- **Lista de tareas**:
1. En el texto sobre la fotografía de agosto de 1975, ¿cuánto tiempo después de la instantánea murió el niño?
2. Devuelve sin cambios el fragmento del texto que empieza en "Y el hecho de" y termina en "manchego Rodrigo Rubio).".

- **Texto proporcionado**:
- - - -
Salud, buenas gentes.
DESVENCIJADO
Luis Ramírez de Arellano.
sábado, 2 de octubre de 2010
QUIEBROS EN LA VIDA.
Fotografía de Agosto de 1975.
"La Madonna y el niño"
Hubiera sido algo de memez titular la
foto como "La Virgen y el Niño", cuando desde siglos y siglos, un niño, un hijo abrazado a su madre desmiente, sin más, tal virginidad.
Y el hecho de utilizar esta antigua foto (todos hemos creído en algún tonto momento de nuestra vida en la felicidad), es por servirme de la imagen para comentar los imprevistos golpes del vivir, las pedradas de la vida que, de pronto, cambian tu actualidad, tu presente y tu futuro.
El niño de la foto, un año y dos meses después de la instantánea murió, una viscosa marranada a la que no le dio la gana dar auxilio salvador, o estaba despistado -como siempre- el Dios que dicen que lo creó, pero que luego se olvidó de él dejado caer en tan enmarañado y merdoso mundo. Bien, todo se puede considerar normal. Miles de niños mueren a diario en el mundo sin que el Gran Tipo deje su partida de mus (parafraseando al fallecido escritor manchego Rodrigo Rubio).
Pero es el tema que mi vida, nuestra vida, la Madonna y yo, cambió.
Tenemos una vida antes y otra después de la muerte del angelote de azulado mirar.
Uno, más o menos, derramó las sangrantes y rabiosas lágrimas y su alma reventó de decepciones, improperios, sapos y culebras. Aún me quedó, relativamente lleno, el depósito del alma de sufrires acuosos salados. De hecho, a estas alturas de mi vida, soy más llorón que nunca.
Pero, ah, la madonna. ¿Quién convence a una madre de que su tan inmenso amor no puede proteger a un hijo?
Tanto derramó que quedó seca por muchos meses, años...
La tremenda ternura que emana en la foto desapareció para siempre jamás. Se transformó, toda aquella delicadeza, en una cabalgante madurez de hermosura gigante, belleza dura, una real hembra, pero, ojo, rompedora, atractiva protegida por unas barreras que, a veces, eran sólo un mirar paralizante: "..."atrévete, da un paso, anda". En otras era negativas secas; en otras ironías tan rasposas que daban urticaria al pesado de turno.
- - - -
- **Datos proporcionados**:

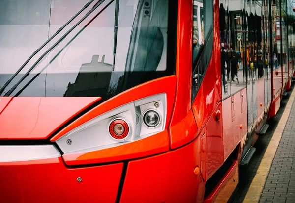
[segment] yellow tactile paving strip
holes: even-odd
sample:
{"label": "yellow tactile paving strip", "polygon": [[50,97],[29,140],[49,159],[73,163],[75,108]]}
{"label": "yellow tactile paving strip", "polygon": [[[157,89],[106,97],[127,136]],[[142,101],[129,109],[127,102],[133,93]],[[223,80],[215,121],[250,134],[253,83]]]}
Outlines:
{"label": "yellow tactile paving strip", "polygon": [[243,202],[244,203],[258,203],[259,201],[260,195],[262,193],[272,160],[281,140],[295,98],[295,88],[293,89],[281,119],[275,128],[271,140],[262,158],[255,176],[251,183],[250,187],[244,199]]}

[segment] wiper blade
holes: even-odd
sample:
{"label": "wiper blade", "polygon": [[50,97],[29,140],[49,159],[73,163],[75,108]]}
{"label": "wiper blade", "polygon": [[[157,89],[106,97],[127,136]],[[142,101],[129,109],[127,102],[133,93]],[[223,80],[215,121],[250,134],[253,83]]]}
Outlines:
{"label": "wiper blade", "polygon": [[[111,2],[113,2],[114,0],[111,0]],[[36,66],[40,62],[40,61],[43,59],[43,58],[46,56],[49,52],[50,52],[54,48],[55,48],[57,45],[58,45],[62,40],[66,37],[66,36],[72,31],[74,29],[75,29],[86,18],[87,18],[90,14],[91,14],[98,7],[99,7],[102,3],[103,3],[105,0],[100,0],[99,2],[98,2],[93,8],[88,11],[88,12],[85,14],[83,17],[78,22],[73,26],[72,26],[71,29],[70,29],[65,34],[64,34],[57,42],[56,42],[50,48],[47,50],[36,61],[36,62],[33,65],[33,66],[25,74],[24,76],[17,82],[17,83],[11,88],[9,90],[7,93],[6,93],[4,96],[9,96],[10,94],[15,90],[16,87],[22,82],[26,78],[30,75],[30,73],[33,71]],[[43,69],[44,70],[44,69]]]}
{"label": "wiper blade", "polygon": [[119,22],[119,7],[120,5],[119,0],[116,0],[116,7],[115,8],[115,29],[114,33],[114,57],[113,59],[113,71],[115,70],[115,61],[116,59],[116,52],[117,51],[117,41],[118,33],[118,24]]}
{"label": "wiper blade", "polygon": [[46,66],[45,66],[44,68],[43,68],[42,69],[42,70],[41,70],[39,73],[38,73],[37,74],[36,74],[36,75],[35,76],[34,76],[33,77],[33,78],[32,79],[31,79],[27,84],[26,84],[26,85],[21,89],[15,95],[15,97],[17,97],[20,94],[22,93],[22,92],[23,92],[23,91],[29,86],[30,85],[30,84],[33,81],[34,81],[37,77],[38,76],[39,76],[39,75],[40,75],[40,74],[41,74],[41,73],[44,70],[45,70],[45,69],[46,69],[47,68],[47,66],[48,66],[48,65],[49,65],[49,64],[50,64],[52,61],[53,61],[53,60],[54,60],[57,57],[58,57],[58,56],[59,55],[59,54],[63,50],[64,50],[72,41],[73,40],[74,40],[74,39],[75,39],[77,36],[78,35],[79,35],[80,34],[80,33],[81,33],[82,31],[83,31],[84,30],[84,29],[87,27],[87,26],[88,26],[88,25],[89,25],[96,18],[96,17],[97,16],[98,16],[99,15],[100,15],[100,14],[101,13],[102,13],[110,5],[111,5],[111,4],[112,3],[113,3],[113,2],[115,0],[111,0],[111,1],[110,1],[103,8],[102,8],[101,9],[101,10],[100,10],[100,11],[99,11],[97,14],[96,14],[95,15],[95,16],[94,16],[91,20],[91,21],[90,21],[88,23],[87,23],[87,24],[84,26],[84,27],[83,27],[83,28],[82,28],[81,29],[80,31],[79,31],[78,33],[77,33],[76,35],[75,35],[75,36],[71,39],[71,40],[69,41],[69,42],[68,42],[66,45],[65,45],[63,48],[62,49],[61,49],[61,50],[59,51],[59,52],[53,57],[53,58],[51,60],[51,61],[50,61],[50,62],[49,62],[49,63],[48,64],[47,64]]}
{"label": "wiper blade", "polygon": [[[34,56],[35,56],[38,52],[42,49],[47,44],[48,44],[56,36],[59,34],[61,30],[62,30],[68,25],[69,25],[73,20],[80,15],[84,10],[85,10],[90,4],[91,4],[95,0],[90,0],[88,3],[87,3],[78,13],[77,13],[72,18],[71,18],[67,22],[66,22],[62,26],[61,26],[55,33],[53,34],[49,39],[48,39],[43,45],[42,45],[39,48],[37,49],[30,57],[26,61],[22,66],[17,70],[17,71],[13,74],[12,76],[5,83],[4,86],[0,89],[0,96],[3,93],[5,89],[8,86],[8,85],[11,82],[11,81],[20,73],[20,72],[23,70],[23,69],[26,66],[26,65],[29,63],[29,62],[32,59]],[[15,85],[14,86],[15,86]],[[14,86],[13,87],[14,87]],[[16,87],[15,87],[16,88]],[[15,89],[15,88],[14,89]],[[8,92],[7,92],[8,93]],[[6,95],[7,94],[6,93]],[[10,95],[10,94],[9,94]]]}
- - - -
- **Resultados esperados**:
1. Un año y dos meses después.

2.
Y el hecho de utilizar esta antigua foto (todos hemos creído en algún tonto momento de nuestra vida en la felicidad), es por servirme de la imagen para comentar los imprevistos golpes del vivir, las pedradas de la vida que, de pronto, cambian tu actualidad, tu presente y tu futuro.
El niño de la foto, un año y dos meses después de la instantánea murió, una viscosa marranada a la que no le dio la gana dar auxilio salvador, o estaba despistado -como siempre- el Dios que dicen que lo creó, pero que luego se olvidó de él dejado caer en tan enmarañado y merdoso mundo. Bien, todo se puede considerar normal. Miles de niños mueren a diario en el mundo sin que el Gran Tipo deje su partida de mus (parafraseando al fallecido escritor manchego Rodrigo Rubio).